*Assignment*: Below are the records to retype. Keep every character exactly and leave out the pictures.

*Data to process*:
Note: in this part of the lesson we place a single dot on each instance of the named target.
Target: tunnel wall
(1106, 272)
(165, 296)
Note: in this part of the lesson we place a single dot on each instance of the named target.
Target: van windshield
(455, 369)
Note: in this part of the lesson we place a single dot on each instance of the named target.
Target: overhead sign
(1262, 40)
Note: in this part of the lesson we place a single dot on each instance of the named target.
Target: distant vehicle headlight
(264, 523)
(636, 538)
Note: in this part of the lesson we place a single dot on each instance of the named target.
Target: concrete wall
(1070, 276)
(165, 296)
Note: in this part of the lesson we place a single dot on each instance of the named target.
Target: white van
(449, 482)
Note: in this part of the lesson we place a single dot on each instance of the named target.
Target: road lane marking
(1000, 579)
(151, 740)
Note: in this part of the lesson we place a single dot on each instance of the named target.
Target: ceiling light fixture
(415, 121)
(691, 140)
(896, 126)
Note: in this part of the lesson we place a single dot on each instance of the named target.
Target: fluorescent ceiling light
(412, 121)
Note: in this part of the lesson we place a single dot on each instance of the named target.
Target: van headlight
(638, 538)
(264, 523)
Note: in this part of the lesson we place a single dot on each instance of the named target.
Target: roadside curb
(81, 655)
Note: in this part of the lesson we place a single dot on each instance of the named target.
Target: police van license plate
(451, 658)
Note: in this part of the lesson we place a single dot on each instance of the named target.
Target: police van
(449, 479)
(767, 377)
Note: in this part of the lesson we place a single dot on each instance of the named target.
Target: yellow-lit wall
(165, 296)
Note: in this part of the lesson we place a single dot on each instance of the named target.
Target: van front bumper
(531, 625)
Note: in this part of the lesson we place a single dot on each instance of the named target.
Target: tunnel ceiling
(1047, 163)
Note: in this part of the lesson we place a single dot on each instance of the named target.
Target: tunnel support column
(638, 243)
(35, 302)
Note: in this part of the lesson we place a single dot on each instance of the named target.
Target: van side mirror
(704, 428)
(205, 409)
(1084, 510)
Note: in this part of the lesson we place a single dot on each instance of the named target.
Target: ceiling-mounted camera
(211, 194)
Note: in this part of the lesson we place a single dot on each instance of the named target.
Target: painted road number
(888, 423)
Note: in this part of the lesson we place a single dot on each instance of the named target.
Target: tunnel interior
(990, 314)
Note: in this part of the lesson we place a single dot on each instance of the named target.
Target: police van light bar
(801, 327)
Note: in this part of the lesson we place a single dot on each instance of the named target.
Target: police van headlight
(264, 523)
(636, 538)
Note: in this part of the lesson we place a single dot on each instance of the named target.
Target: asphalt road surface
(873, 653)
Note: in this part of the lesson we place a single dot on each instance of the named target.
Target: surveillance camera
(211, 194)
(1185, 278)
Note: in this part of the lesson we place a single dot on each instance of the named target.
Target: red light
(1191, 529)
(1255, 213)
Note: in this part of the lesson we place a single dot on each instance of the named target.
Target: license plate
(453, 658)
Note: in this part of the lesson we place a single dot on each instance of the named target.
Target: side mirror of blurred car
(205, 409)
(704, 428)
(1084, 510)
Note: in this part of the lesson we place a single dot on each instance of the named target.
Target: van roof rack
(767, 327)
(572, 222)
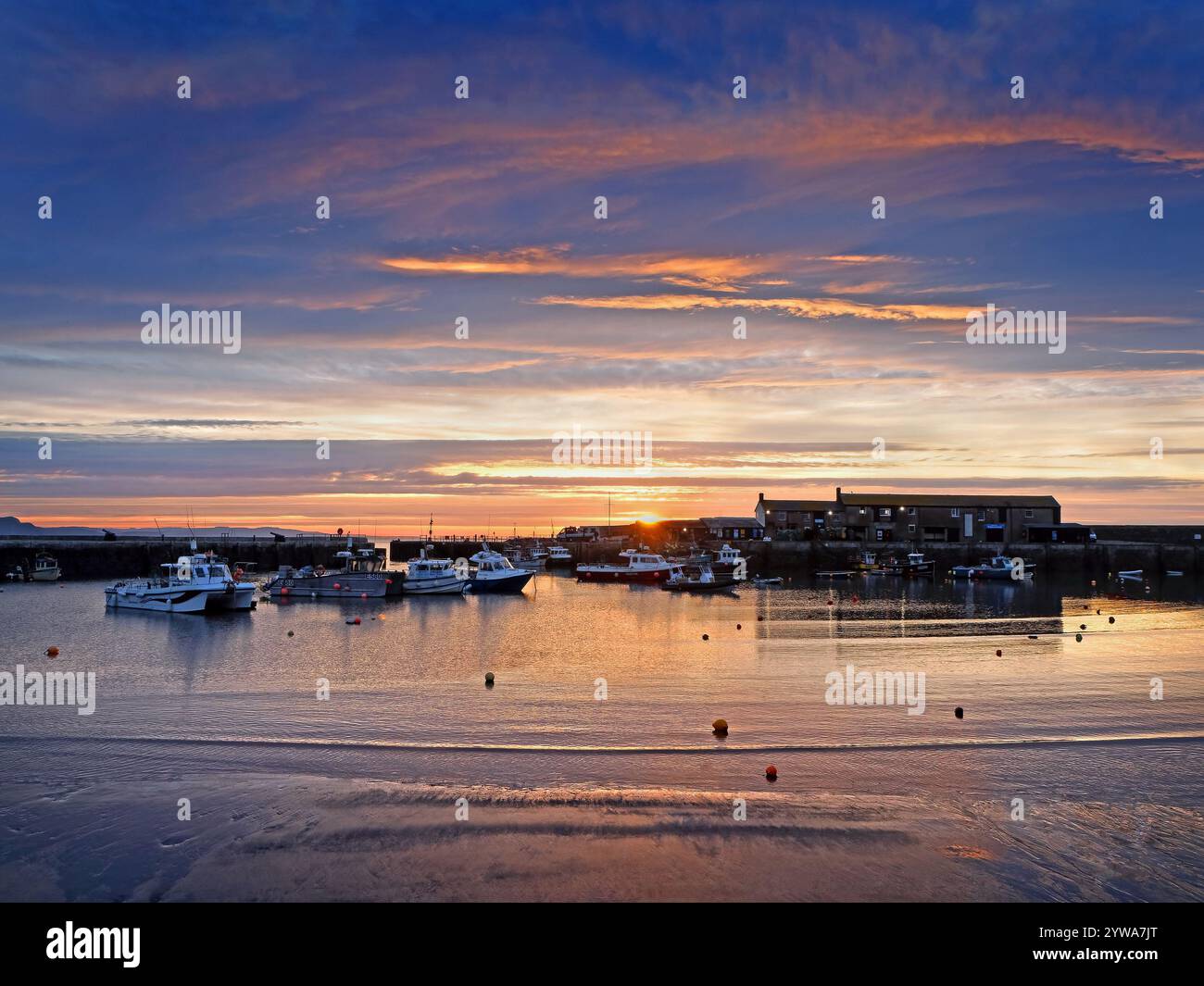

*Output for this exercise*:
Note: in this part of the lesson we place a single dot on each instance of the named target.
Target: tunnel wall
(1106, 272)
(165, 296)
Note: in this part of the lesson we place a single dot on each instance of the named target.
Target: van windshield
(455, 369)
Note: in this part of the lesson we place a single dot on each instance of the named target.
Target: overhead sign
(1262, 40)
Note: in this part of the lesson we place a single dot on each instance of the named target.
Target: distant vehicle headlight
(264, 523)
(636, 538)
Note: in this part of the lesson we place a single dot on each instance of the named target.
Target: concrete wall
(1070, 276)
(165, 296)
Note: in this part of the lesson we place a single dot on each instance of the named target.
Target: white van
(449, 482)
Note: in this part of the lesson we place a single dot on each instance of the named target.
Target: road lane marking
(1000, 579)
(151, 740)
Note: in this part of the lesson we place a single dot on each instance of the named target.
Target: ceiling light fixture
(415, 121)
(691, 140)
(896, 126)
Note: in this part of the lesson we place a single dot on each instance of the named target.
Target: fluorescent ceiling light
(412, 121)
Note: in this part of the lesson we place a single dot on each instance of the named target.
Target: van headlight
(638, 538)
(264, 523)
Note: in this part of the lesson we place a single dot on each instance of the named target.
Target: roadside curb
(81, 655)
Note: in this part of the lesson we place a single dot on each instance of the named target.
Target: police van license plate
(451, 658)
Note: in this part of the lesson we place a single dot on each instance of the named target.
Target: police van
(449, 479)
(767, 377)
Note: in this part of the lesson we place a single dot on each instance of the named target.
Target: yellow-lit wall
(165, 296)
Note: in this part of the lesson we place a single dot on each instance of the named target.
Target: van front bumper
(531, 625)
Note: in this part of the lesson we place a single dot on each instance of the named target.
Target: tunnel ceiling
(1047, 163)
Note: in this part of the lesson we place a single dot on each instance of the named target.
Target: tunnel support column
(638, 243)
(35, 302)
Note: in this part of the lesson we place a single dot on each instance of the named target.
Target: van side mirror
(704, 428)
(205, 409)
(1084, 510)
Note: in this part of the lesson we place a single dot on each instance of the named target.
Target: ceiling-mounted camera
(211, 194)
Note: in this part of the lesson we place a single dot on each instance of the named target.
Target: painted road number
(888, 423)
Note: in this part of the lesson we place a single dot on each instance of the named target.
Target: tunnel interior
(990, 314)
Note: in this part of the lesson we place a single dot on each instance of the named target.
Target: police van light bar
(801, 327)
Note: in this part of the lesson we place a single dot on each instance of the named target.
Target: police van headlight
(264, 523)
(636, 538)
Note: in this part of the lesson we place a single dot on each instance of the named target.
Target: asphalt road surface
(873, 653)
Note: in this part of the lesson we place a single dot on each instance of the named target.
Target: surveillance camera
(211, 194)
(1185, 278)
Note: in this part of the lesson we place a single dot on each instance of the named target.
Target: red light
(1191, 529)
(1255, 213)
Note: in this part of the lesson we place a single dot on each instance of the named target.
Target: license plate
(453, 658)
Note: in this part of the lesson we place a single dot on each instance of the named target.
Target: side mirror of blurred car
(205, 409)
(704, 428)
(1084, 510)
Note: in this part of the lesson we place a single dot on each instance of the named target.
Target: van roof rack
(767, 327)
(572, 222)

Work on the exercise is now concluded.